* [Instruction 1]: List the rooms of the Palace of Westminster that the London photo thread names, one per line.
* [Instruction 2]: Resume the London photo thread at the point where it stops.

# LONDON - By EMarg



## EMArg (Aug 2, 2013)

*Palace of Westminster (Parliament)*



Probably the main iconic image of England, the Palace of Westminster (Parliament) is one of the most beautiful examples of neo-gothic architecture in the world. It's a very interesting building to look at. Many different designed towers rise from the large massive rectangle body. Of course that the famous one is the Big Ben, who paradoxically exceeds the palace itself. However, the Victoria Tower is equally important, as it was the tallest tower in the world on its time who didn't belong to a religious institution. The main room of the Palace is the Westminster Hall, who could be saved during the german bombings in the WWII but other ones are also very richly designed, such as the Chamber of the House of Lords, the Member's Lobby or the Queen's Robing Room.


----------



## EMArg (Aug 2, 2013)




----------



## EMArg (Aug 2, 2013)




----------



## EMArg (Aug 2, 2013)

^^


In HD:


----------



## Why-Why (Jul 20, 2016)

This is a great shot!


----------



## EMArg (Aug 2, 2013)

Thanks! During the snow storms of the last winter, there really were some great sky colours and lights to get this kind of shots.


----------



## SydneyCarton (Jul 11, 2017)

Very, very nice!!!!


----------



## diddyD (May 12, 2014)

An amazing collection of your pics - good update.


----------



## christos-greece (Feb 19, 2008)

* [Given information]:

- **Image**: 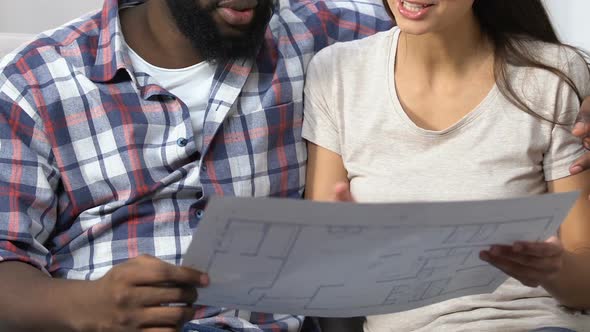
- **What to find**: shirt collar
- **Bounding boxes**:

* [Written answer 1]:
Westminster Hall
Chamber of the House of Lords
Member's Lobby
Queen's Robing Room

* [Written answer 2]:
Great, very nice updates from London :cheers:


----------



## EMArg (Aug 2, 2013)

Thank you


----------



## EMArg (Aug 2, 2013)

*Buckingham Palace - The Mall - Victoria Memorial*



Along with the Parliament, the Buckingham Palace is the main center of the power within the UK and it has a symbolic value that can be compared to the White House. It contains the offices and the residence of the monarchy and the only way to access it (as a tourist) is in the summer season. Like many of the world capitals, this palace is connected to an important place nearby of the culture and the country. In this case, it unites Buckingham with Trafalgar Square through a red large avenue, "The Mall", who ends on the gorgeous Victoria Memorial, an epic monument made in marble.


----------



## EMArg (Aug 2, 2013)




----------



## EMArg (Aug 2, 2013)




----------



## EMArg (Aug 2, 2013)

^^


In HD:


----------



## EMArg (Aug 2, 2013)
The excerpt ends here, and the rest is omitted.